Copy the entries below word for word, starting at the line with "For every instance of the building" and continuing up to and including the line with "pixel 284 70".

__________________________________________________

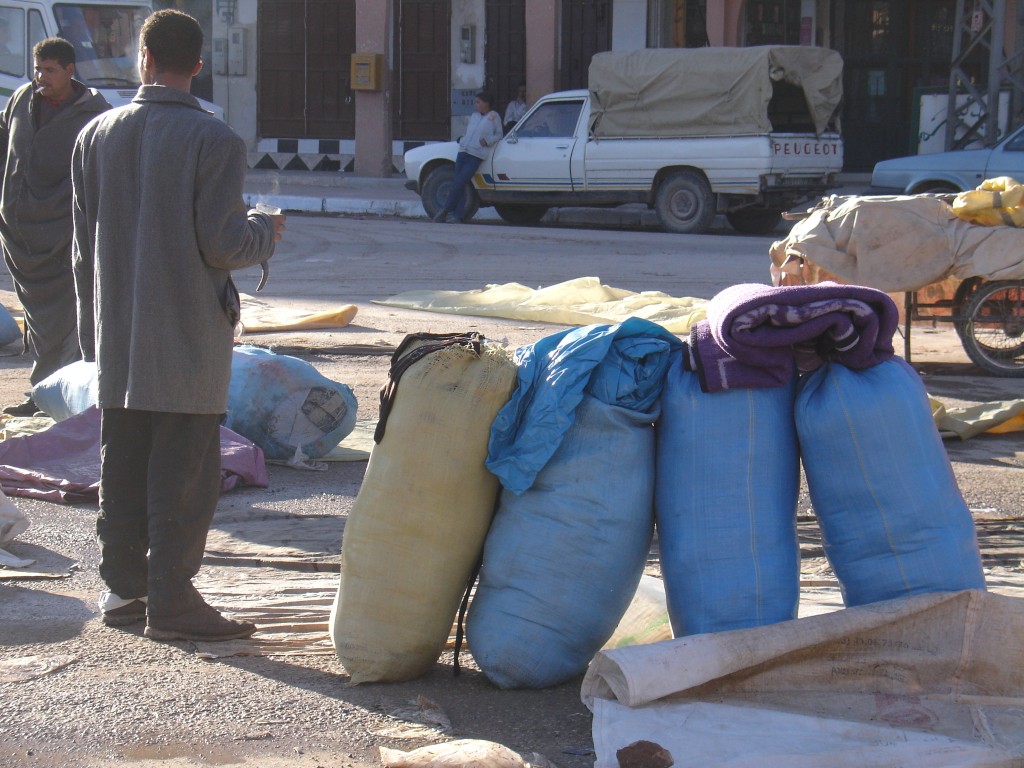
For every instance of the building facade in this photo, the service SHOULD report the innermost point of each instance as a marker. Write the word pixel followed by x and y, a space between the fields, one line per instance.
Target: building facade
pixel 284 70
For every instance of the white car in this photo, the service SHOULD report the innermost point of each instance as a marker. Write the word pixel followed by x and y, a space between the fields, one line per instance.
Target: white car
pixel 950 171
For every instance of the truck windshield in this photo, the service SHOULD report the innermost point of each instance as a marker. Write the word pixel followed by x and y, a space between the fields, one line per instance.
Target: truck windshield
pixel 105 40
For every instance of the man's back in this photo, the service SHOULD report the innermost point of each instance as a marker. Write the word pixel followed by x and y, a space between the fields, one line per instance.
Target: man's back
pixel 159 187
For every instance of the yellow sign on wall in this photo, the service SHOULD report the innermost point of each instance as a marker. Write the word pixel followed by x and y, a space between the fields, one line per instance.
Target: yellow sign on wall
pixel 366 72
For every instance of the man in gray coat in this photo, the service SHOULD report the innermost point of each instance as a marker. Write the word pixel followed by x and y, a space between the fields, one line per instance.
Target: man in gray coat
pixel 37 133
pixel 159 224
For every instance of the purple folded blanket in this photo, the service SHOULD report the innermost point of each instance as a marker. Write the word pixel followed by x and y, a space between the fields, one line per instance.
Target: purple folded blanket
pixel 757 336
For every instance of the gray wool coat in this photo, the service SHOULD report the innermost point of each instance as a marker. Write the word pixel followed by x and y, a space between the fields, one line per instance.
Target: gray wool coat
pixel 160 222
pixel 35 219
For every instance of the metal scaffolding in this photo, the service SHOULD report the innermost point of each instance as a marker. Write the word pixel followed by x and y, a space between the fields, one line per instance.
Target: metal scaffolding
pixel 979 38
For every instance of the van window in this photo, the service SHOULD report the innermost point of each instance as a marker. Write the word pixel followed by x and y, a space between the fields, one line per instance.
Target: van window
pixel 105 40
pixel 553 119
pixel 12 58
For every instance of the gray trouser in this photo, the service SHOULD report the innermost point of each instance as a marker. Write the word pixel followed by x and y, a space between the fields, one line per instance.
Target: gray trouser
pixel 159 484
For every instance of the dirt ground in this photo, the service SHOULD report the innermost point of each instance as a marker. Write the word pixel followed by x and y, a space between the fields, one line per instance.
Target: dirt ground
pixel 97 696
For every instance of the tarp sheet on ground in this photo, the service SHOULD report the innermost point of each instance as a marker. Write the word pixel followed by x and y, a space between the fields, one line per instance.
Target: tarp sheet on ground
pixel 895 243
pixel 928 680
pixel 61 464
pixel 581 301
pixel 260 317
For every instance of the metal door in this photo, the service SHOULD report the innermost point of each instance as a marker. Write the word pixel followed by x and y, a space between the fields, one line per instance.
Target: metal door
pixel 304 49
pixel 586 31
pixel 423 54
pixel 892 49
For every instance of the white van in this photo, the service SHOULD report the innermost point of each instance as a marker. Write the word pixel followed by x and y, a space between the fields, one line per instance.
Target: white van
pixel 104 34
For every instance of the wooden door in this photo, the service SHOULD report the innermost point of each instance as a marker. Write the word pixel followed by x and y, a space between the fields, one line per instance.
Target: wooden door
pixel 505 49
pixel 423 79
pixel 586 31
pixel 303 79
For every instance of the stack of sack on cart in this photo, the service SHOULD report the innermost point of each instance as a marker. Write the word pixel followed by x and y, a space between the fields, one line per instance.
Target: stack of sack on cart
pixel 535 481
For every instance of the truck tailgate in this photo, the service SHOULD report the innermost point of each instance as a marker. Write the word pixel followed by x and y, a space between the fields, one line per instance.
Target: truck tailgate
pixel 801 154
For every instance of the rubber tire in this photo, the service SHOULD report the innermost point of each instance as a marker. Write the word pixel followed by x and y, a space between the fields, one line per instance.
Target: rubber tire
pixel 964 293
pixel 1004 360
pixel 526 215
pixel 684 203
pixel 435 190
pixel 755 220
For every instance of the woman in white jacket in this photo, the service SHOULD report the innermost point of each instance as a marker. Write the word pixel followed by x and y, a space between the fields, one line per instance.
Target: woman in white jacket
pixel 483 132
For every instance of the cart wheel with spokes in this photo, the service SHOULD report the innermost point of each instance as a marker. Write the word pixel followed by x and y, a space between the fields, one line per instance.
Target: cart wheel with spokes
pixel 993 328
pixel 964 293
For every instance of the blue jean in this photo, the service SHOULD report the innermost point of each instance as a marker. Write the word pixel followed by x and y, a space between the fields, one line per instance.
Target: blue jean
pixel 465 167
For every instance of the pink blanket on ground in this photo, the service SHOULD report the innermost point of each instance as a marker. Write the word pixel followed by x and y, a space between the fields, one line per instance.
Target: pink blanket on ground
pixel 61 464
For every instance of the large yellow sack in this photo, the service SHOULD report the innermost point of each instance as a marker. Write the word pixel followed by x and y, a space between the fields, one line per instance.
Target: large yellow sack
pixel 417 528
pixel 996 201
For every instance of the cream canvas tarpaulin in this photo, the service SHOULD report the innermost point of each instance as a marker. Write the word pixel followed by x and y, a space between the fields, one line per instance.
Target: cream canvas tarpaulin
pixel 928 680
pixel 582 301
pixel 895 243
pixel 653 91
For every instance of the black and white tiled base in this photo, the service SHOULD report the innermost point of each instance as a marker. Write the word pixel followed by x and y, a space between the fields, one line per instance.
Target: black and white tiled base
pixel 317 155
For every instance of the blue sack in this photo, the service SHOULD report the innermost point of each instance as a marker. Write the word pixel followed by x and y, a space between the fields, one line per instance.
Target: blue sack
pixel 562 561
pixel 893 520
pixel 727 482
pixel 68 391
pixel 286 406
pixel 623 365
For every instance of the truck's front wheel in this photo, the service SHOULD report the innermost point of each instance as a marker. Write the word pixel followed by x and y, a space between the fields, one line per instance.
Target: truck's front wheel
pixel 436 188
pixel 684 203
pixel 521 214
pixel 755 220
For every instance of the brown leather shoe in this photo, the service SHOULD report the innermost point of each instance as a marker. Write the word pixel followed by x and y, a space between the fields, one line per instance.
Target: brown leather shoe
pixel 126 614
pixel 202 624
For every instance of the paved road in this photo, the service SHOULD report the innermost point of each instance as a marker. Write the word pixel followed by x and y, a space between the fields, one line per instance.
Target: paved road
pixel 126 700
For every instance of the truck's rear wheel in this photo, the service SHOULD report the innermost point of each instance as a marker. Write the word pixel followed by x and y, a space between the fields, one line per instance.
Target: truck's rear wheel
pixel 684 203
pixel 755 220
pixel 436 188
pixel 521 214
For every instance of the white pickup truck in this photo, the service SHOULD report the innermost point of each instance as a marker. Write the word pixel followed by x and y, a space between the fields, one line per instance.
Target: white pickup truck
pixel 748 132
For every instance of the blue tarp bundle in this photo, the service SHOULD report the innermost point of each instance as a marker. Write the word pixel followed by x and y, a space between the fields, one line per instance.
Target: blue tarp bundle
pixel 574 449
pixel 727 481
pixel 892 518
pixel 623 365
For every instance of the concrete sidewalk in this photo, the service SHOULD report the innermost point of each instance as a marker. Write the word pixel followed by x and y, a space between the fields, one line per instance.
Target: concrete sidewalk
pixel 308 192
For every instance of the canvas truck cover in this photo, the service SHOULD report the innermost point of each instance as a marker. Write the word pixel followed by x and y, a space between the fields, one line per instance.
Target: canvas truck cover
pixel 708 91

__________________________________________________

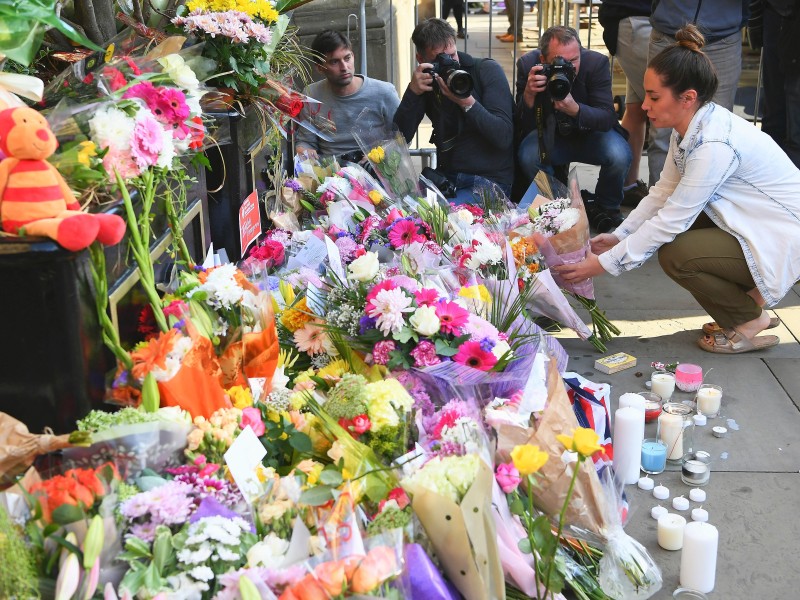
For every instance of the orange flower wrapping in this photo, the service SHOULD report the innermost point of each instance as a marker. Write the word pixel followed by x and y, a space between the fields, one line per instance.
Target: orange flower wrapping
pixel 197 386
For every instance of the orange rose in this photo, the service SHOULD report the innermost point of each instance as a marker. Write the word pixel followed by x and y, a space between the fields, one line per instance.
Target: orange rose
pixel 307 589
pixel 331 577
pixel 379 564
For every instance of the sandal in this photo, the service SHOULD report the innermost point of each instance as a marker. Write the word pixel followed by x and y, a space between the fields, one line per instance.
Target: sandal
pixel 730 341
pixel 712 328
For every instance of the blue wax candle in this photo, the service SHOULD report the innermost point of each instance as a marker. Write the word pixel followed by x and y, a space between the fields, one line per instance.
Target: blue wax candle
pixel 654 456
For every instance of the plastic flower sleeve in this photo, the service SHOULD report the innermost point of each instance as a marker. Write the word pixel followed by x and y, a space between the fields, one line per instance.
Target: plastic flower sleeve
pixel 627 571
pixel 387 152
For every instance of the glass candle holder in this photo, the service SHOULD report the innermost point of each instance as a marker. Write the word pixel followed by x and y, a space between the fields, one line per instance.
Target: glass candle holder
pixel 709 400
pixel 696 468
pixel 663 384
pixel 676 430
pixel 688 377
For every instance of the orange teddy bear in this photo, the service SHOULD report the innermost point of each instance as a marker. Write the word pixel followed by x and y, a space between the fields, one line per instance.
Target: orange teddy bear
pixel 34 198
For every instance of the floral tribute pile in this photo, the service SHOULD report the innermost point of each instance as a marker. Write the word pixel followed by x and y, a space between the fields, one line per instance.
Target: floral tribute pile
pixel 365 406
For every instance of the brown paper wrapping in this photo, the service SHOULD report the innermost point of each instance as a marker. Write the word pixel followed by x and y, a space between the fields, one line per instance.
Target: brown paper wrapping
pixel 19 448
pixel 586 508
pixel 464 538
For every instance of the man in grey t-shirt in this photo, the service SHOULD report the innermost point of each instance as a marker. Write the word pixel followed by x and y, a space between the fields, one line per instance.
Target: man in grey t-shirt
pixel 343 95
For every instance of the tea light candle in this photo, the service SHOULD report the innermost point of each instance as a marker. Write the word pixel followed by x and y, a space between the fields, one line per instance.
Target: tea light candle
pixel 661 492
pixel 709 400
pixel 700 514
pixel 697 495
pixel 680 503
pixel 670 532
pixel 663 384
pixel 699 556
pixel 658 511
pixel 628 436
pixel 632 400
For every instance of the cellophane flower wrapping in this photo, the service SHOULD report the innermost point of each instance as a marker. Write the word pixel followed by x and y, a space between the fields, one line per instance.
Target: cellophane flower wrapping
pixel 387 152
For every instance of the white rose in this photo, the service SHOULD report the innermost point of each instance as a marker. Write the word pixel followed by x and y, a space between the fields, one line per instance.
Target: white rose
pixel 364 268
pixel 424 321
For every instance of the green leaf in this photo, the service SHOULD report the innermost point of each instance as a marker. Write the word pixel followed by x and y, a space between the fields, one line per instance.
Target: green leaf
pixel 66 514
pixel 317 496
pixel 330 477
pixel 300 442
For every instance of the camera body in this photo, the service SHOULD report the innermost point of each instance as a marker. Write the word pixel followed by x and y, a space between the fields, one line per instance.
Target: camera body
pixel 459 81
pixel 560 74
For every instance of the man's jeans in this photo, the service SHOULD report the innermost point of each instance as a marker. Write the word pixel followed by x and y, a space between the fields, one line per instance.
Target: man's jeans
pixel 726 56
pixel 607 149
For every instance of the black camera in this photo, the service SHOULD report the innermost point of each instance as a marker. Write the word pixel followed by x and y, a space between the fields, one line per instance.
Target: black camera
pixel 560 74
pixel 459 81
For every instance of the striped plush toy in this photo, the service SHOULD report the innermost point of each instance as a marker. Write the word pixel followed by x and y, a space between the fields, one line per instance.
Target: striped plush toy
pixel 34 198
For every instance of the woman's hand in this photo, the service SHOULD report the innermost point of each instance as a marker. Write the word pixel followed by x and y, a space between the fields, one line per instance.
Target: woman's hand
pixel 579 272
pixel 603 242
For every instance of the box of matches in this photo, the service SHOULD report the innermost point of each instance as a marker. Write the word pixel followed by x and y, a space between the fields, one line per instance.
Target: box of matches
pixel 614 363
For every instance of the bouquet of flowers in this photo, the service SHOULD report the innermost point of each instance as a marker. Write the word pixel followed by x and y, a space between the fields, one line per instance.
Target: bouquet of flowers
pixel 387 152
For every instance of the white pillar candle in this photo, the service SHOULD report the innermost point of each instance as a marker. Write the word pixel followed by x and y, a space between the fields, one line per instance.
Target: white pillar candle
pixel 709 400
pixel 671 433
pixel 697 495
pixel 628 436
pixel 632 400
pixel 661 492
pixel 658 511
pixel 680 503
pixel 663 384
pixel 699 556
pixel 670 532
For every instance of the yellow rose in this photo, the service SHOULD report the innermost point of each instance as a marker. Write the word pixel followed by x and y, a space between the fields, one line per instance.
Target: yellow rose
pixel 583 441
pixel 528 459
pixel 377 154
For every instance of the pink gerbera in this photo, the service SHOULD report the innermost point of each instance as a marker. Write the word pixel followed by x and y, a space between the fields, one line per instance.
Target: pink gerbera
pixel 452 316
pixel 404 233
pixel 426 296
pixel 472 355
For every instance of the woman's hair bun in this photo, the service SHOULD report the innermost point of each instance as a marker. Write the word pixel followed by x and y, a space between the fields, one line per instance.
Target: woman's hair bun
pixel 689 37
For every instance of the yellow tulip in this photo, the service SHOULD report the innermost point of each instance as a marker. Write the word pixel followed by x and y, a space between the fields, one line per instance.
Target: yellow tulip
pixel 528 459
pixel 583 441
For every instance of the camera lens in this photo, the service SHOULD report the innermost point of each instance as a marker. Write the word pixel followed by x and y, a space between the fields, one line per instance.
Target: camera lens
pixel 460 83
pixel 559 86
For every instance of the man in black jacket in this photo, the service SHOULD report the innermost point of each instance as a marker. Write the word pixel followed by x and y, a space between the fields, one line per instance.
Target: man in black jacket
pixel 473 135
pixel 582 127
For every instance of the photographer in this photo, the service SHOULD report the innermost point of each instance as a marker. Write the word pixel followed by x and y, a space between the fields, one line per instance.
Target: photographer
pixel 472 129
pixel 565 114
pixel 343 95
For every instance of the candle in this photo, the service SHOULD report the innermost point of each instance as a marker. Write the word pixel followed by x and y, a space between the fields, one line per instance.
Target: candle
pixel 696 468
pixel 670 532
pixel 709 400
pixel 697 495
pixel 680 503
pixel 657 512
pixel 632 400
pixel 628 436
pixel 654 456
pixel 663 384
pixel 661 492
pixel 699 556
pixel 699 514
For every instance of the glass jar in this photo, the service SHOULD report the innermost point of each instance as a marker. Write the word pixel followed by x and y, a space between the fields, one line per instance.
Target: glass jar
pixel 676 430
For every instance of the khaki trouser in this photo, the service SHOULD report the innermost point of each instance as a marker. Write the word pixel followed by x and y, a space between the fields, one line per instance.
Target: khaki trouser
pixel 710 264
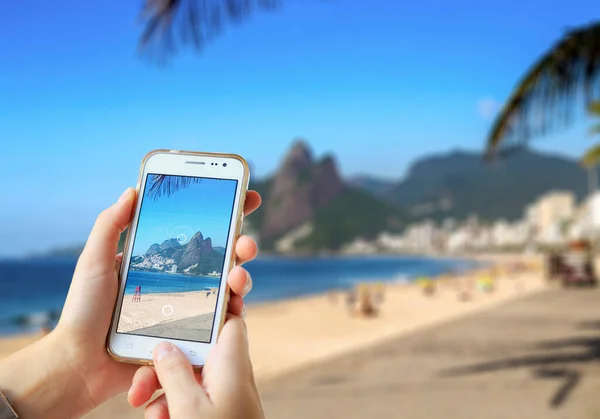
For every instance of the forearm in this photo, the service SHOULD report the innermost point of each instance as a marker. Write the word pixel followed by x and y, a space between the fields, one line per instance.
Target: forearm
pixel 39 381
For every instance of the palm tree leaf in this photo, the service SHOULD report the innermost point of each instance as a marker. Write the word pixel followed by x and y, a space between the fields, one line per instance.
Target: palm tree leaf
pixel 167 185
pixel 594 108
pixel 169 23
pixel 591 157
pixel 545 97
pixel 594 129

__________________________________________________

● **THE RESULT**:
For every instance of the building facade in this photo, the service SHOULD report the innermost point of each instance as a marker. Write the word pixel followed by x and y, a space between the fields, one line per instance.
Target: building facade
pixel 284 70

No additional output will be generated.